Ich bewege mich auf einem Stück zum Teil verdorrten Rasen. Dazwischen gibt es viel Moos. Ich bin jetzt in einer Waldlichtung. Umgeben von vielen alten Bäumen. Wenn diese Bäume reden könnten! Sie hätten eine sehr lange Geschichte zu erzählen. Die einen stehen etwas schief in der Gegend. Die anderen sind fast gerade gegen den Himmel gerichtet. Und wiederum andere haben ein schönes grünes Kleid angezogen. Und der Wind rauscht durch die Baumwipfeln. Ich nehme das Rauschen des Baches wahr. Und ich spüre den weichen Rasen unter meinen Füssen.
Es ist ein angenehmes Gefühl, hier draussen zu sein. Die Natur zu beobachten. Den warmen Wind zu spüren. Die Vögel zu hören. Und einfach da zu sein. Gerüche vom Waldboden. Von den Blättern. Oder der starke Geruch der vielen roten Rosen, die meine Augen und Sinne erfreuen. Und immer wieder höre ich die Taube, die mir zuruft. Was will sie mir wohl sagen? Ich möchte jetzt am liebsten zu ihr in die hohen Baumwipfeln fliegen, um sie zu streicheln. Vielleicht mag sie das? Oder vielleicht auch nicht? Und ihr in ihre Augen zu schauen. Sie zwinkert mir zu. Die Welt ist für uns beide in Ordnung.

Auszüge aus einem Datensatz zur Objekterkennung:
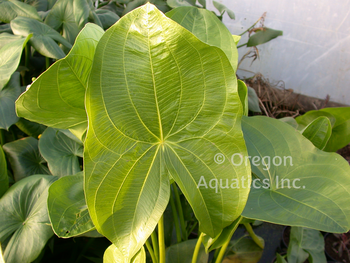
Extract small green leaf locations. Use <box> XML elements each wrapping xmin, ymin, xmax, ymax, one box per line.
<box><xmin>302</xmin><ymin>116</ymin><xmax>332</xmax><ymax>150</ymax></box>
<box><xmin>0</xmin><ymin>146</ymin><xmax>9</xmax><ymax>198</ymax></box>
<box><xmin>287</xmin><ymin>227</ymin><xmax>327</xmax><ymax>263</ymax></box>
<box><xmin>213</xmin><ymin>0</ymin><xmax>235</xmax><ymax>19</ymax></box>
<box><xmin>165</xmin><ymin>239</ymin><xmax>209</xmax><ymax>263</ymax></box>
<box><xmin>103</xmin><ymin>245</ymin><xmax>146</xmax><ymax>263</ymax></box>
<box><xmin>11</xmin><ymin>17</ymin><xmax>72</xmax><ymax>59</ymax></box>
<box><xmin>16</xmin><ymin>24</ymin><xmax>103</xmax><ymax>132</ymax></box>
<box><xmin>0</xmin><ymin>0</ymin><xmax>41</xmax><ymax>23</ymax></box>
<box><xmin>242</xmin><ymin>116</ymin><xmax>350</xmax><ymax>233</ymax></box>
<box><xmin>247</xmin><ymin>27</ymin><xmax>283</xmax><ymax>47</ymax></box>
<box><xmin>3</xmin><ymin>137</ymin><xmax>50</xmax><ymax>181</ymax></box>
<box><xmin>248</xmin><ymin>86</ymin><xmax>261</xmax><ymax>112</ymax></box>
<box><xmin>0</xmin><ymin>72</ymin><xmax>21</xmax><ymax>130</ymax></box>
<box><xmin>166</xmin><ymin>6</ymin><xmax>238</xmax><ymax>71</ymax></box>
<box><xmin>39</xmin><ymin>127</ymin><xmax>83</xmax><ymax>177</ymax></box>
<box><xmin>0</xmin><ymin>35</ymin><xmax>32</xmax><ymax>90</ymax></box>
<box><xmin>47</xmin><ymin>172</ymin><xmax>95</xmax><ymax>238</ymax></box>
<box><xmin>0</xmin><ymin>175</ymin><xmax>57</xmax><ymax>263</ymax></box>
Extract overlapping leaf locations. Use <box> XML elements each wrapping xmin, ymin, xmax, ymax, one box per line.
<box><xmin>0</xmin><ymin>35</ymin><xmax>32</xmax><ymax>90</ymax></box>
<box><xmin>16</xmin><ymin>24</ymin><xmax>103</xmax><ymax>134</ymax></box>
<box><xmin>47</xmin><ymin>172</ymin><xmax>95</xmax><ymax>238</ymax></box>
<box><xmin>39</xmin><ymin>127</ymin><xmax>83</xmax><ymax>177</ymax></box>
<box><xmin>166</xmin><ymin>6</ymin><xmax>238</xmax><ymax>71</ymax></box>
<box><xmin>242</xmin><ymin>117</ymin><xmax>350</xmax><ymax>233</ymax></box>
<box><xmin>0</xmin><ymin>175</ymin><xmax>57</xmax><ymax>263</ymax></box>
<box><xmin>4</xmin><ymin>137</ymin><xmax>50</xmax><ymax>181</ymax></box>
<box><xmin>84</xmin><ymin>4</ymin><xmax>250</xmax><ymax>260</ymax></box>
<box><xmin>11</xmin><ymin>17</ymin><xmax>72</xmax><ymax>59</ymax></box>
<box><xmin>0</xmin><ymin>72</ymin><xmax>21</xmax><ymax>130</ymax></box>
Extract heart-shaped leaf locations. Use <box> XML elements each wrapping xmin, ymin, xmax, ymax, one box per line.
<box><xmin>166</xmin><ymin>6</ymin><xmax>238</xmax><ymax>71</ymax></box>
<box><xmin>0</xmin><ymin>72</ymin><xmax>21</xmax><ymax>130</ymax></box>
<box><xmin>0</xmin><ymin>0</ymin><xmax>41</xmax><ymax>23</ymax></box>
<box><xmin>47</xmin><ymin>172</ymin><xmax>95</xmax><ymax>238</ymax></box>
<box><xmin>287</xmin><ymin>227</ymin><xmax>327</xmax><ymax>263</ymax></box>
<box><xmin>0</xmin><ymin>147</ymin><xmax>9</xmax><ymax>198</ymax></box>
<box><xmin>302</xmin><ymin>116</ymin><xmax>332</xmax><ymax>150</ymax></box>
<box><xmin>11</xmin><ymin>17</ymin><xmax>72</xmax><ymax>59</ymax></box>
<box><xmin>16</xmin><ymin>24</ymin><xmax>103</xmax><ymax>136</ymax></box>
<box><xmin>247</xmin><ymin>27</ymin><xmax>283</xmax><ymax>47</ymax></box>
<box><xmin>84</xmin><ymin>4</ymin><xmax>250</xmax><ymax>259</ymax></box>
<box><xmin>0</xmin><ymin>175</ymin><xmax>57</xmax><ymax>263</ymax></box>
<box><xmin>165</xmin><ymin>239</ymin><xmax>209</xmax><ymax>263</ymax></box>
<box><xmin>0</xmin><ymin>35</ymin><xmax>32</xmax><ymax>90</ymax></box>
<box><xmin>3</xmin><ymin>137</ymin><xmax>50</xmax><ymax>181</ymax></box>
<box><xmin>103</xmin><ymin>245</ymin><xmax>146</xmax><ymax>263</ymax></box>
<box><xmin>242</xmin><ymin>117</ymin><xmax>350</xmax><ymax>233</ymax></box>
<box><xmin>39</xmin><ymin>127</ymin><xmax>83</xmax><ymax>177</ymax></box>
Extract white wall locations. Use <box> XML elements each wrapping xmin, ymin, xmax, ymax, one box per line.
<box><xmin>209</xmin><ymin>0</ymin><xmax>350</xmax><ymax>105</ymax></box>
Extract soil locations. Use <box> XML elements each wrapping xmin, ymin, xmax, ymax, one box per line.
<box><xmin>325</xmin><ymin>233</ymin><xmax>350</xmax><ymax>263</ymax></box>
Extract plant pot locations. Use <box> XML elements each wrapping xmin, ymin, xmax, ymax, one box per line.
<box><xmin>324</xmin><ymin>233</ymin><xmax>350</xmax><ymax>263</ymax></box>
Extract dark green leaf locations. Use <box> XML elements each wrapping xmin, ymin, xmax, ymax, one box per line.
<box><xmin>39</xmin><ymin>127</ymin><xmax>83</xmax><ymax>177</ymax></box>
<box><xmin>242</xmin><ymin>116</ymin><xmax>350</xmax><ymax>233</ymax></box>
<box><xmin>165</xmin><ymin>239</ymin><xmax>209</xmax><ymax>263</ymax></box>
<box><xmin>0</xmin><ymin>72</ymin><xmax>21</xmax><ymax>130</ymax></box>
<box><xmin>302</xmin><ymin>116</ymin><xmax>332</xmax><ymax>150</ymax></box>
<box><xmin>11</xmin><ymin>17</ymin><xmax>72</xmax><ymax>59</ymax></box>
<box><xmin>213</xmin><ymin>0</ymin><xmax>235</xmax><ymax>19</ymax></box>
<box><xmin>3</xmin><ymin>137</ymin><xmax>50</xmax><ymax>181</ymax></box>
<box><xmin>47</xmin><ymin>172</ymin><xmax>95</xmax><ymax>238</ymax></box>
<box><xmin>0</xmin><ymin>175</ymin><xmax>57</xmax><ymax>263</ymax></box>
<box><xmin>0</xmin><ymin>0</ymin><xmax>41</xmax><ymax>23</ymax></box>
<box><xmin>247</xmin><ymin>27</ymin><xmax>283</xmax><ymax>47</ymax></box>
<box><xmin>0</xmin><ymin>35</ymin><xmax>32</xmax><ymax>90</ymax></box>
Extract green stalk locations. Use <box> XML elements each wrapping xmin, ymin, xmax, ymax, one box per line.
<box><xmin>215</xmin><ymin>216</ymin><xmax>243</xmax><ymax>263</ymax></box>
<box><xmin>192</xmin><ymin>233</ymin><xmax>203</xmax><ymax>263</ymax></box>
<box><xmin>151</xmin><ymin>230</ymin><xmax>159</xmax><ymax>262</ymax></box>
<box><xmin>158</xmin><ymin>215</ymin><xmax>165</xmax><ymax>263</ymax></box>
<box><xmin>173</xmin><ymin>187</ymin><xmax>187</xmax><ymax>241</ymax></box>
<box><xmin>243</xmin><ymin>223</ymin><xmax>265</xmax><ymax>249</ymax></box>
<box><xmin>170</xmin><ymin>190</ymin><xmax>181</xmax><ymax>243</ymax></box>
<box><xmin>146</xmin><ymin>240</ymin><xmax>158</xmax><ymax>263</ymax></box>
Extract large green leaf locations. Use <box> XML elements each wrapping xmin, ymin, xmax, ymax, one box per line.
<box><xmin>0</xmin><ymin>147</ymin><xmax>9</xmax><ymax>198</ymax></box>
<box><xmin>84</xmin><ymin>4</ymin><xmax>250</xmax><ymax>259</ymax></box>
<box><xmin>0</xmin><ymin>175</ymin><xmax>57</xmax><ymax>263</ymax></box>
<box><xmin>103</xmin><ymin>245</ymin><xmax>146</xmax><ymax>263</ymax></box>
<box><xmin>302</xmin><ymin>116</ymin><xmax>332</xmax><ymax>150</ymax></box>
<box><xmin>0</xmin><ymin>0</ymin><xmax>41</xmax><ymax>23</ymax></box>
<box><xmin>247</xmin><ymin>27</ymin><xmax>283</xmax><ymax>47</ymax></box>
<box><xmin>296</xmin><ymin>107</ymin><xmax>350</xmax><ymax>152</ymax></box>
<box><xmin>242</xmin><ymin>117</ymin><xmax>350</xmax><ymax>233</ymax></box>
<box><xmin>287</xmin><ymin>227</ymin><xmax>327</xmax><ymax>263</ymax></box>
<box><xmin>166</xmin><ymin>6</ymin><xmax>238</xmax><ymax>71</ymax></box>
<box><xmin>165</xmin><ymin>239</ymin><xmax>209</xmax><ymax>263</ymax></box>
<box><xmin>4</xmin><ymin>137</ymin><xmax>50</xmax><ymax>181</ymax></box>
<box><xmin>39</xmin><ymin>127</ymin><xmax>83</xmax><ymax>177</ymax></box>
<box><xmin>47</xmin><ymin>172</ymin><xmax>95</xmax><ymax>238</ymax></box>
<box><xmin>16</xmin><ymin>24</ymin><xmax>103</xmax><ymax>134</ymax></box>
<box><xmin>11</xmin><ymin>17</ymin><xmax>72</xmax><ymax>59</ymax></box>
<box><xmin>0</xmin><ymin>35</ymin><xmax>32</xmax><ymax>90</ymax></box>
<box><xmin>0</xmin><ymin>72</ymin><xmax>21</xmax><ymax>130</ymax></box>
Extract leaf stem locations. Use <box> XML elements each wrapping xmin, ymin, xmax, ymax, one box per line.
<box><xmin>173</xmin><ymin>187</ymin><xmax>187</xmax><ymax>241</ymax></box>
<box><xmin>215</xmin><ymin>217</ymin><xmax>243</xmax><ymax>263</ymax></box>
<box><xmin>192</xmin><ymin>233</ymin><xmax>203</xmax><ymax>263</ymax></box>
<box><xmin>151</xmin><ymin>230</ymin><xmax>159</xmax><ymax>262</ymax></box>
<box><xmin>170</xmin><ymin>190</ymin><xmax>181</xmax><ymax>243</ymax></box>
<box><xmin>158</xmin><ymin>215</ymin><xmax>165</xmax><ymax>263</ymax></box>
<box><xmin>243</xmin><ymin>223</ymin><xmax>265</xmax><ymax>249</ymax></box>
<box><xmin>145</xmin><ymin>240</ymin><xmax>158</xmax><ymax>263</ymax></box>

→ ZU LÖSENDE AUFGABE: Welche Blumen werden im Text über die Waldlichtung wegen ihres starken Geruchs genannt? Die Einträge haben nichts mit dem Text über die Waldlichtung zu tun.

→ ANTWORT SIEHE UNTEN: Die vielen roten Rosen.